- [Your assignment] Please give back each entry below unaltered, leaving the pictures out.

[Collected data]
====
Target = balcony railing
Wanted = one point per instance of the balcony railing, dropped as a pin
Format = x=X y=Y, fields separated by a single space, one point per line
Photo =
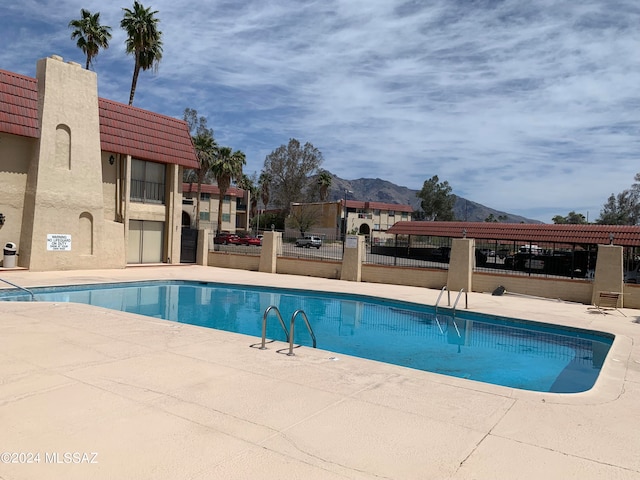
x=147 y=192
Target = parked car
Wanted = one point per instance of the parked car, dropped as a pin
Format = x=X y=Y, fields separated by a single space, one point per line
x=250 y=240
x=309 y=241
x=226 y=238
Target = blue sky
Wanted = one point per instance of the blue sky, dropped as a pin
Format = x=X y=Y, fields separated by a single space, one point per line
x=526 y=106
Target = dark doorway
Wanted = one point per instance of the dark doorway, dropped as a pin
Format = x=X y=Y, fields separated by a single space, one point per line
x=189 y=245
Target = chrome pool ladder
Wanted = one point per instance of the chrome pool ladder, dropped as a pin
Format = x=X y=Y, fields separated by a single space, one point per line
x=33 y=297
x=288 y=333
x=264 y=325
x=453 y=310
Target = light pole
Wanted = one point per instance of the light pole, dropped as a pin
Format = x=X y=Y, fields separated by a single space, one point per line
x=344 y=220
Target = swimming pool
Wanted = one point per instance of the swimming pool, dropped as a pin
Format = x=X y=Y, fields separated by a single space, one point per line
x=491 y=349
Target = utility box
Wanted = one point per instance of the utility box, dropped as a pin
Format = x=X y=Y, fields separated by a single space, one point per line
x=10 y=253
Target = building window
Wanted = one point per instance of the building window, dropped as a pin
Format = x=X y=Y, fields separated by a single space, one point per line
x=147 y=182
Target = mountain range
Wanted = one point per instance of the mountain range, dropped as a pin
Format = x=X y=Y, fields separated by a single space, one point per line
x=377 y=190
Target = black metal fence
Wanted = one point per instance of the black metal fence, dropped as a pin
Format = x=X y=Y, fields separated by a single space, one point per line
x=427 y=252
x=322 y=247
x=514 y=258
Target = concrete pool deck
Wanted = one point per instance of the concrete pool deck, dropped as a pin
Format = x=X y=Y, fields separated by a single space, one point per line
x=147 y=398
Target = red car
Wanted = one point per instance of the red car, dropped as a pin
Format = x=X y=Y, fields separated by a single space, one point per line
x=226 y=238
x=250 y=240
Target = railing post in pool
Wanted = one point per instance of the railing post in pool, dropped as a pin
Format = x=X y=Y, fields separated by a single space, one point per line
x=292 y=327
x=264 y=325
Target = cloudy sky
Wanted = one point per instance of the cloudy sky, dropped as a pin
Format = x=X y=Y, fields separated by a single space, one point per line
x=526 y=106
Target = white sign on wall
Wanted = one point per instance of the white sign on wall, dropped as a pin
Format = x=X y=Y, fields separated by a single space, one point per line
x=58 y=242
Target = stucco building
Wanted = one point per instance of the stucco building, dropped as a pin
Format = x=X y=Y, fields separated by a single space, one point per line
x=235 y=212
x=333 y=219
x=87 y=182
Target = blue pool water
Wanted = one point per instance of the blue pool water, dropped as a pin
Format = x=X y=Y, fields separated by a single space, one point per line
x=490 y=349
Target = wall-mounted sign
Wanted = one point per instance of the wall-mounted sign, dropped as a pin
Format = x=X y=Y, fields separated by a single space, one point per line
x=58 y=242
x=352 y=241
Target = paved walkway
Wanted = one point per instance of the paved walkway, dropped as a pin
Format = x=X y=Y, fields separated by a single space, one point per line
x=151 y=399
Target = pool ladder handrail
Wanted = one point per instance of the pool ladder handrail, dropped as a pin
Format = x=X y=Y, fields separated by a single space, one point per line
x=33 y=297
x=264 y=325
x=292 y=326
x=453 y=310
x=466 y=301
x=436 y=306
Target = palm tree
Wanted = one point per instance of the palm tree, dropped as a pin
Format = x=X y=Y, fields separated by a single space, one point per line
x=324 y=182
x=226 y=167
x=90 y=34
x=143 y=40
x=206 y=150
x=264 y=184
x=247 y=183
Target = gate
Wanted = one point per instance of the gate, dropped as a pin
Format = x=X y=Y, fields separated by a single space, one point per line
x=189 y=245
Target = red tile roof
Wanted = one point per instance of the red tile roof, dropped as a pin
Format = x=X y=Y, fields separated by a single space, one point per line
x=123 y=129
x=18 y=105
x=378 y=206
x=625 y=235
x=211 y=189
x=145 y=135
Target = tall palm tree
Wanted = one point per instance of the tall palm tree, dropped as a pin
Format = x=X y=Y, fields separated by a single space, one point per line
x=264 y=183
x=206 y=151
x=90 y=34
x=247 y=183
x=143 y=40
x=324 y=182
x=226 y=167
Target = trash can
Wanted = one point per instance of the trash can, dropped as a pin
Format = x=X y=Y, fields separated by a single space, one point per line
x=9 y=255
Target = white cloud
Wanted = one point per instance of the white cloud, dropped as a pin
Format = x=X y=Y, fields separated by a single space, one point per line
x=521 y=106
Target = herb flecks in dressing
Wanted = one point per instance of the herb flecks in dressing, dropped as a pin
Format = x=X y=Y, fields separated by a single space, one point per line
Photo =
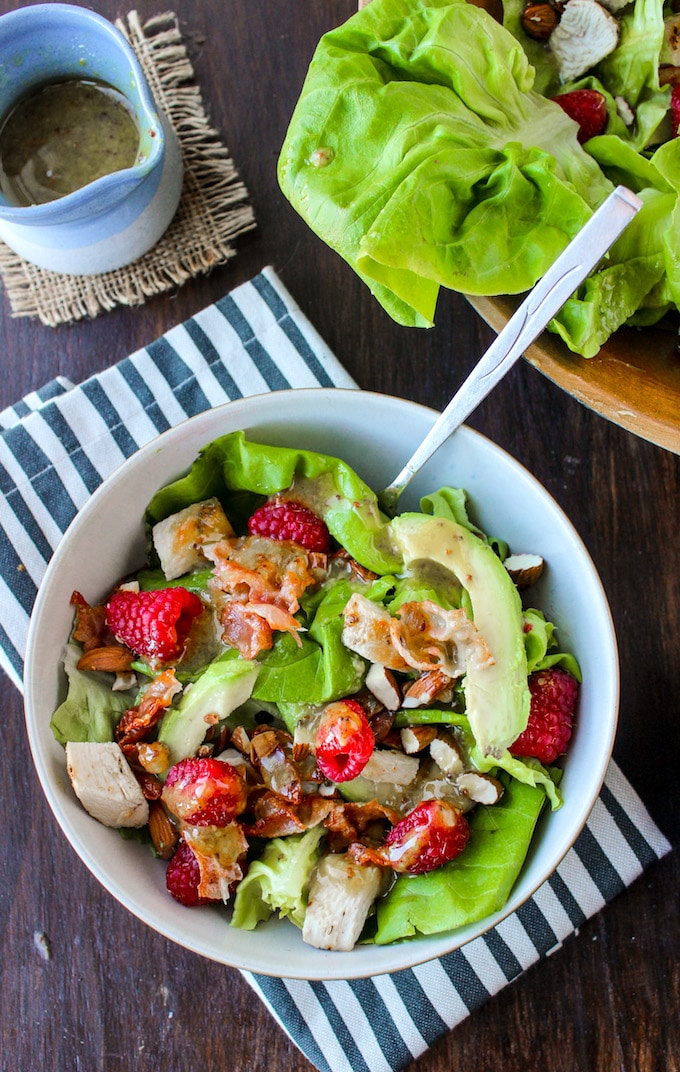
====
- [Exercise output]
Target = balcony railing
Wanted = one point per instance of the balcony railing, dropped as a pin
Format = x=X y=Y, fields separated by a single space, one point per line
Photo =
x=147 y=192
Target = parked car
Wanted = one point per instance of the parked car, dropped as a pin
Format = x=X y=Y, fields separated by a single space, one point per line
x=250 y=240
x=309 y=241
x=226 y=238
Target = blue sky
Wanted = one point per instance of the blue sky, dropped as a pin
Format = x=X y=Y, fields separated by a single space, one point per line
x=526 y=106
Target = dark doorway
Wanted = one point per instance of the dark doorway, dropped as a pin
Format = x=X y=Y, fields separated by a single space, one point per line
x=189 y=245
Target = chrome pool ladder
Wanted = one point per instance of the chrome pool ladder, dropped as a pin
Format = x=X y=Y, fields separated by a single space, one point per line
x=33 y=297
x=288 y=333
x=264 y=325
x=453 y=310
Target = light pole
Wanted = one point per instance of the light pole, dropped as a pin
Format = x=X y=Y, fields separated by a single space, one point per line
x=344 y=220
Target = swimming pool
Wanted = one point per instance of the swimming pool, dropped as a pin
Format = x=X y=Y, fields separated by a single space, one point per line
x=491 y=349
Target = utility box
Wanted = one point per instance of the utility box, dropped as a pin
Format = x=X y=Y, fields separated by a single space, one point per line
x=10 y=253
Target = building window
Wanted = one point per instance of the building window, dropped as a pin
Format = x=X y=Y, fields separated by a single space, one point per line
x=147 y=182
Target = mountain range
Wanted = one point per instance of the mountain range, dropped as a pin
Format = x=X y=Y, fields separated by a single space, one point per line
x=377 y=190
Target = black metal fence
Wanted = one point per instance of the black metal fence, dropped as a pin
Format = x=X y=Y, fields separated by a single space, one point per line
x=427 y=252
x=322 y=247
x=514 y=258
Target = concrete pool deck
Wanted = one point per instance of the concrete pool deck, dropped as a pin
Format = x=X y=Y, fields separated by a single space, one point per line
x=147 y=398
Target = red car
Wanted = one point per instance of the red car, dropped as a pin
Format = x=X y=Y, fields separated by a single space, one point per line
x=226 y=238
x=250 y=240
Target = railing post in pool
Wanted = one point per instance of the railing post in pool, dropped as a pin
Format = x=X y=Y, fields separated by a single space, one point per line
x=292 y=327
x=264 y=325
Target = cloudy sky
Wanted = one point per instance of the cloudy sky, dropped as a pin
Format = x=X y=Y, fields separated by a single space, one point per line
x=526 y=106
Target = white sign on wall
Wanted = one point per instance of the white sign on wall, dropped as a pin
Format = x=X y=Y, fields separated by a single space, one point per line
x=58 y=242
Target = stucco building
Wanted = one point per instance of the stucco building, dropped as a pin
Format = x=X y=Y, fields separated by a single space, one point per line
x=235 y=212
x=333 y=219
x=87 y=182
Target = blue pool water
Wanted = one point per instance of the blue pool water, dropped as a pin
Format = x=X y=Y, fields separated by a single space, one point per line
x=490 y=349
Target = wall-mounted sign
Wanted = one point per instance of the wall-mounted sign, dropped as a pin
Format = x=X y=Y, fields separated by a single space, one point per line
x=58 y=242
x=352 y=241
Target = paved walkway
Wanted = one point per instance of the paved walkway, dropped as a pin
Format = x=X y=Y, fields separated by a single space, one point per line
x=151 y=399
Target = pool ladder handrail
Wanted = one point per instance of the pool ladder handrail, dropped as a pin
Format = x=X y=Y, fields separated by a single space, one point per line
x=33 y=297
x=264 y=325
x=292 y=326
x=453 y=310
x=466 y=301
x=436 y=306
Target = palm tree
Wanted = one point per instance of the palm tree, dropped as a pin
Format = x=X y=Y, fields separated by a single space, one point per line
x=324 y=182
x=226 y=167
x=90 y=34
x=143 y=40
x=206 y=150
x=264 y=184
x=247 y=183
Target = gate
Wanted = one point per instance of the gate, dropped as a pin
Format = x=X y=Y, fields separated by a single space, one point per line
x=189 y=245
Target = red tile roof
Wanted = one point per instance of the red tile roof, dropped as a pin
Format = x=X y=Y, fields separated by a single space, one point per line
x=123 y=129
x=18 y=105
x=378 y=206
x=625 y=235
x=211 y=189
x=145 y=135
Target = tall palm tree
Wanted = one point per instance of the tall palm tree, dropped as a pin
Format = x=X y=Y, fields separated by a single space, one point per line
x=264 y=183
x=206 y=151
x=90 y=34
x=247 y=183
x=143 y=40
x=324 y=182
x=226 y=167
Target = trash can
Wanted = one point per instance of the trash can, dropped as a pin
Format = x=X y=Y, fields separated by a single space, one point per line
x=9 y=255
Target = white cloud
Wanted = one point per instance of the white cloud, dropped as a pin
Format = x=X y=Y, fields separated by a single space, one point per line
x=521 y=106
Target = herb flecks in dressing
Wanted = one point per instance of the herb flecks in dressing, dropped as a pin
Format = x=X y=Y, fields separated by a single space, one point per line
Photo =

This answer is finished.